== TASK ITEM ==
Every word of the listing should be reproduced without alteration.
===== INPUT RECORDS =====
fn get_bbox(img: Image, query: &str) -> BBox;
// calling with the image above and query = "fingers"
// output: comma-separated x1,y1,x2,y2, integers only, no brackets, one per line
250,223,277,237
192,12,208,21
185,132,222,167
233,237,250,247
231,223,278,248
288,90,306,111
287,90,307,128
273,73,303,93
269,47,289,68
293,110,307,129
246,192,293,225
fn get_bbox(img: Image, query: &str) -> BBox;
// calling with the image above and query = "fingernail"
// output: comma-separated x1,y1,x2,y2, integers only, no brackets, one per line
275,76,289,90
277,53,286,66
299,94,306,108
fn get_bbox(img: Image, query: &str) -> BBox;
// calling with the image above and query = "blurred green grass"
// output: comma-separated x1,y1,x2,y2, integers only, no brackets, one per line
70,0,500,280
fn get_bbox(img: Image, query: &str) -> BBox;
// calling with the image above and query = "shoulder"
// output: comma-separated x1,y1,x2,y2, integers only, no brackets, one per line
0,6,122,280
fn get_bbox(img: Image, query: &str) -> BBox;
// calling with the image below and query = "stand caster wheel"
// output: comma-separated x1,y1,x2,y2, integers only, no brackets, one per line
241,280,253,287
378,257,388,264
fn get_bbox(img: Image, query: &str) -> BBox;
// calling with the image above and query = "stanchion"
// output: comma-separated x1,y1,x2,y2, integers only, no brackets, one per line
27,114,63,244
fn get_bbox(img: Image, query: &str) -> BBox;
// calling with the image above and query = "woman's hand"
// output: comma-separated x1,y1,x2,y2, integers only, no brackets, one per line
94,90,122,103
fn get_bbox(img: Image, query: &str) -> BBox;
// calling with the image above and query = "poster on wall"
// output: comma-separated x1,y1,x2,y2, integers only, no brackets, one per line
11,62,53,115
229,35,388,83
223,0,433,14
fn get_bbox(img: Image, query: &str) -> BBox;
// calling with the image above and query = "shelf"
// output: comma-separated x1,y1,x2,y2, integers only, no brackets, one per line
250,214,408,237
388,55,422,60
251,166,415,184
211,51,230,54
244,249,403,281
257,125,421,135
=====
== TASK RESPONSE ==
fn get_bbox(img: Image, query: &str) -> BBox;
// calling with the image above and query = "fingers"
// output: comma-separated x1,y1,x2,y2, integers only, no brackets, one per line
250,223,277,237
192,12,208,21
185,132,222,167
233,237,250,247
231,223,278,248
288,90,306,111
287,90,307,128
273,73,303,93
269,47,289,68
293,110,307,129
246,192,293,225
fn get_bbox(img: Image, query: &str) -> BBox;
// calling with the image above and query = "fingernail"
// output: comma-separated x1,y1,x2,y2, integers only, no brackets, one per line
275,76,289,90
277,53,286,66
299,94,306,108
fn get_bbox(img: Image, query: &str) -> BBox;
// calling with the image above and query = "blurred green grass"
// output: comma-separated x1,y1,x2,y2, integers only, no brackets, one per line
70,0,500,280
fn get_bbox(img: Image, query: &str) -> BBox;
// calling with the image above and query = "shoulder"
// output: comma-separated x1,y1,x2,y2, integers only, no brackets, one per line
0,6,122,280
fn get_bbox(img: Image, query: &str) -> BBox;
// calling with the image below and query = "stand caster wheel"
// output: comma-separated x1,y1,x2,y2, integers only, no brackets, one per line
241,280,253,287
378,257,388,264
fn get_bbox(img: Image, query: &str) -> BBox;
// calling with the image above and query = "stanchion"
// output: comma-separated x1,y1,x2,y2, integers only, no brackets, one per line
27,114,63,244
fn get_bbox(img: Image, query: &str) -> BBox;
// calling with the image above and query = "woman's hand"
// output: comma-separated x1,y1,x2,y2, integers only, no brackets, one per line
94,90,122,103
fn get_bbox(img: Image, query: &str) -> BBox;
// calling with the image above and query = "poster on wall"
// output: comma-separated x1,y1,x2,y2, integers only, no brackets, one per line
11,62,53,115
229,35,388,83
223,0,433,14
fn get_bbox(img: Image, query: &str) -> BBox;
// calling with the image above and query = "shelf"
// output: comma-separated x1,y1,x2,y2, integers only, no brackets, one per line
250,214,408,237
388,55,422,60
251,166,415,184
211,51,230,54
244,249,403,281
257,125,421,135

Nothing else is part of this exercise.